Your task
Reproduce every line from the very first one down to and including the line that contains "positive clicks: (234, 257)", with no changes.

Saved data entries:
+++

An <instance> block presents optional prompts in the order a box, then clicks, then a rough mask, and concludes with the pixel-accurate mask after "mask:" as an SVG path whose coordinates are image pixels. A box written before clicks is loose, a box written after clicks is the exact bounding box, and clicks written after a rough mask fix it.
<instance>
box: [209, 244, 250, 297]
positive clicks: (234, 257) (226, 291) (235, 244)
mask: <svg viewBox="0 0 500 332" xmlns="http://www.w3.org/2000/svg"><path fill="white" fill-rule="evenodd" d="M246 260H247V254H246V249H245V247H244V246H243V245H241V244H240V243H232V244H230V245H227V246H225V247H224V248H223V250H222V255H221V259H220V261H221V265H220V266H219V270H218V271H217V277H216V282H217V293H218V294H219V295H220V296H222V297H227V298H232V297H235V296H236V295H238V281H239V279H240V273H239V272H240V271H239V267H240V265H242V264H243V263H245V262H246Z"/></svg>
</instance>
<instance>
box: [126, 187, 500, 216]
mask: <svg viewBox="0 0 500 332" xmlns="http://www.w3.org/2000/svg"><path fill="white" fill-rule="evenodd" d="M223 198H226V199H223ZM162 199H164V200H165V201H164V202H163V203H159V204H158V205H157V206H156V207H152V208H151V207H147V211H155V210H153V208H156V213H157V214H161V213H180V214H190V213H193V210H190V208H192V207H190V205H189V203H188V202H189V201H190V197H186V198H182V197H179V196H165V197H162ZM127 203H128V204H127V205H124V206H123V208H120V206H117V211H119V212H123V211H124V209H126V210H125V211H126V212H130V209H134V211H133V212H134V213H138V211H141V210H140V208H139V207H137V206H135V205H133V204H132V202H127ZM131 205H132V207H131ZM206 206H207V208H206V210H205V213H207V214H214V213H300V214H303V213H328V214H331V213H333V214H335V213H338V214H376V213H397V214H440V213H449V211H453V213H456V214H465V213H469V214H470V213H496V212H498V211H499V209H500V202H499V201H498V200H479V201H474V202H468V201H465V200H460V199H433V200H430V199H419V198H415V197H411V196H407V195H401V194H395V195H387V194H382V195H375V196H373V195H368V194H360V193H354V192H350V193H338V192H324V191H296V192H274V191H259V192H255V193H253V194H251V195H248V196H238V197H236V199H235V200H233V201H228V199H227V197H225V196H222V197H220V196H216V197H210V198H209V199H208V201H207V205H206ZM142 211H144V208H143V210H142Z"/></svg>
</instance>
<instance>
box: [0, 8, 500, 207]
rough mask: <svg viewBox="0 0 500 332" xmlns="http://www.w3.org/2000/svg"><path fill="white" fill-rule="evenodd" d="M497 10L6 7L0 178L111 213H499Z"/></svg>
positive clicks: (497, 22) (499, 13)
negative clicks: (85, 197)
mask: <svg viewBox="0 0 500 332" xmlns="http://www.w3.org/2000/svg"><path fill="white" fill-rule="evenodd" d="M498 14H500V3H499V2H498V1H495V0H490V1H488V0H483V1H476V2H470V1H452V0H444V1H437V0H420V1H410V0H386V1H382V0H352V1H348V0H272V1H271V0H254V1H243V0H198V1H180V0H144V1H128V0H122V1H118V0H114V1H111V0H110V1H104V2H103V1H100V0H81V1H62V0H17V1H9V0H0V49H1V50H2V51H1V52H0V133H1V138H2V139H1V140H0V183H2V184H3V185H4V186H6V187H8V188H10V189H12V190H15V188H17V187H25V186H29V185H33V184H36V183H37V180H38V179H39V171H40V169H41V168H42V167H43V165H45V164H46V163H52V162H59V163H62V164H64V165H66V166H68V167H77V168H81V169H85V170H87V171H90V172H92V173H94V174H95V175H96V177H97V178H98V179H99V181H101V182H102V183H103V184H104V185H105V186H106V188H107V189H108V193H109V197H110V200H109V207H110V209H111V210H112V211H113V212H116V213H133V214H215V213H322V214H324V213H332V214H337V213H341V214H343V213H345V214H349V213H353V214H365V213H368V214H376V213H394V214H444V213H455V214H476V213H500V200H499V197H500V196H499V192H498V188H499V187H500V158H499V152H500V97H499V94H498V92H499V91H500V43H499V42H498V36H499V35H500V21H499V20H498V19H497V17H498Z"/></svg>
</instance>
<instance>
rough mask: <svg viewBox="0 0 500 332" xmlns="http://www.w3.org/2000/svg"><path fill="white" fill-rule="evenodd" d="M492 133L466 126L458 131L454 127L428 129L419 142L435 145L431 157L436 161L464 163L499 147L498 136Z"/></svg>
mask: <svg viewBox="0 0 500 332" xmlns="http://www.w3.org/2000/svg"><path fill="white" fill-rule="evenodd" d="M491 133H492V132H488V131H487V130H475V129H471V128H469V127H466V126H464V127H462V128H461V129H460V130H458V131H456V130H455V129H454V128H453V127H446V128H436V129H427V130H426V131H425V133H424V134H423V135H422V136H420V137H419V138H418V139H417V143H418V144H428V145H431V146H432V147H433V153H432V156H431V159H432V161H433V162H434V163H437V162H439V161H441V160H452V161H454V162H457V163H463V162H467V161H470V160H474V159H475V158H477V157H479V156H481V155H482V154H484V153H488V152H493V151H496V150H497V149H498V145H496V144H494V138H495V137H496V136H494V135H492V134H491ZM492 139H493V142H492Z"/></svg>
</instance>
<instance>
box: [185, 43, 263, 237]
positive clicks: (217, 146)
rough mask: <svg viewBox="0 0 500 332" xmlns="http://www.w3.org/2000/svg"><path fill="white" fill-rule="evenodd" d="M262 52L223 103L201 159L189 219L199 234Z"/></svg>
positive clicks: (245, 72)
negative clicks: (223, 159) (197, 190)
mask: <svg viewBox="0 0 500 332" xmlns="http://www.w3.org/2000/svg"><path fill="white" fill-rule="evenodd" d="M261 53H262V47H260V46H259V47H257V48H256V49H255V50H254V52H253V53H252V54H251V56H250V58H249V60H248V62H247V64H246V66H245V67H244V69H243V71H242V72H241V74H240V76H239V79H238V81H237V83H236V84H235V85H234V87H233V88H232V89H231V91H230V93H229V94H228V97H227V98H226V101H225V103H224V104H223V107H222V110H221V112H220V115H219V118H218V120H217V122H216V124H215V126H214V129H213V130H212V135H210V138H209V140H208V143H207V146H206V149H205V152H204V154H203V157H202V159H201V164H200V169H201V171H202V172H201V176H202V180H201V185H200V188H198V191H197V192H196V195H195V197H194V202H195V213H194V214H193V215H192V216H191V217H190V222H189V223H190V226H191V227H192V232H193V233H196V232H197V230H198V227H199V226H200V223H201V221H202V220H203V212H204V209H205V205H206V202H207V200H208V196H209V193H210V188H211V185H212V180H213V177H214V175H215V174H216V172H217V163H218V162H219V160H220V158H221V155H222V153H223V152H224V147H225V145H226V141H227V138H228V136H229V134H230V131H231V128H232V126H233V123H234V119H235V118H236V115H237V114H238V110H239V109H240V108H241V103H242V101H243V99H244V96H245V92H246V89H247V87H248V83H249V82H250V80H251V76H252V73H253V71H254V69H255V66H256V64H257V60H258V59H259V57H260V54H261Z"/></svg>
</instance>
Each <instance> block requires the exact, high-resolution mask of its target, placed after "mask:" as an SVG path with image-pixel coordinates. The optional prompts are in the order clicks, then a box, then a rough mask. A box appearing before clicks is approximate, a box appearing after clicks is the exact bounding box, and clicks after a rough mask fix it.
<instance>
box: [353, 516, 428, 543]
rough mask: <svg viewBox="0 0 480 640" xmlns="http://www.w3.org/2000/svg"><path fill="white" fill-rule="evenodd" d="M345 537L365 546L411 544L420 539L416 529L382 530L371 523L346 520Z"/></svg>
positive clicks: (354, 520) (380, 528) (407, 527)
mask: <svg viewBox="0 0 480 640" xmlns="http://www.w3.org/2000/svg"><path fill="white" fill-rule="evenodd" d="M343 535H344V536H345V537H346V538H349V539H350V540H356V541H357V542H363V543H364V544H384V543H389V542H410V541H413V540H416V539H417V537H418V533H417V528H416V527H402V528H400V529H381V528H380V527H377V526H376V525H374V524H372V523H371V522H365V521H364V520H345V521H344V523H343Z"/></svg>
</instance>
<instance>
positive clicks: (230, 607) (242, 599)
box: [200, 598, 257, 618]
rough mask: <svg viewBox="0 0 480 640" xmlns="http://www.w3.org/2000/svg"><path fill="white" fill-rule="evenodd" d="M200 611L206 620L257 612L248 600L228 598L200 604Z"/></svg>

+++

Result
An <instance> block presents optional prompts in the order a box, then clicks, then a rough mask, and concludes with the pixel-accurate mask after "mask:" as an SVG path whose coordinates are image pixels. A box written before clicks is loose, a box written after clicks is the exact bounding box, and clicks written after a rough mask fix it.
<instance>
box: [209, 244, 250, 297]
positive clicks: (234, 257) (226, 291) (235, 244)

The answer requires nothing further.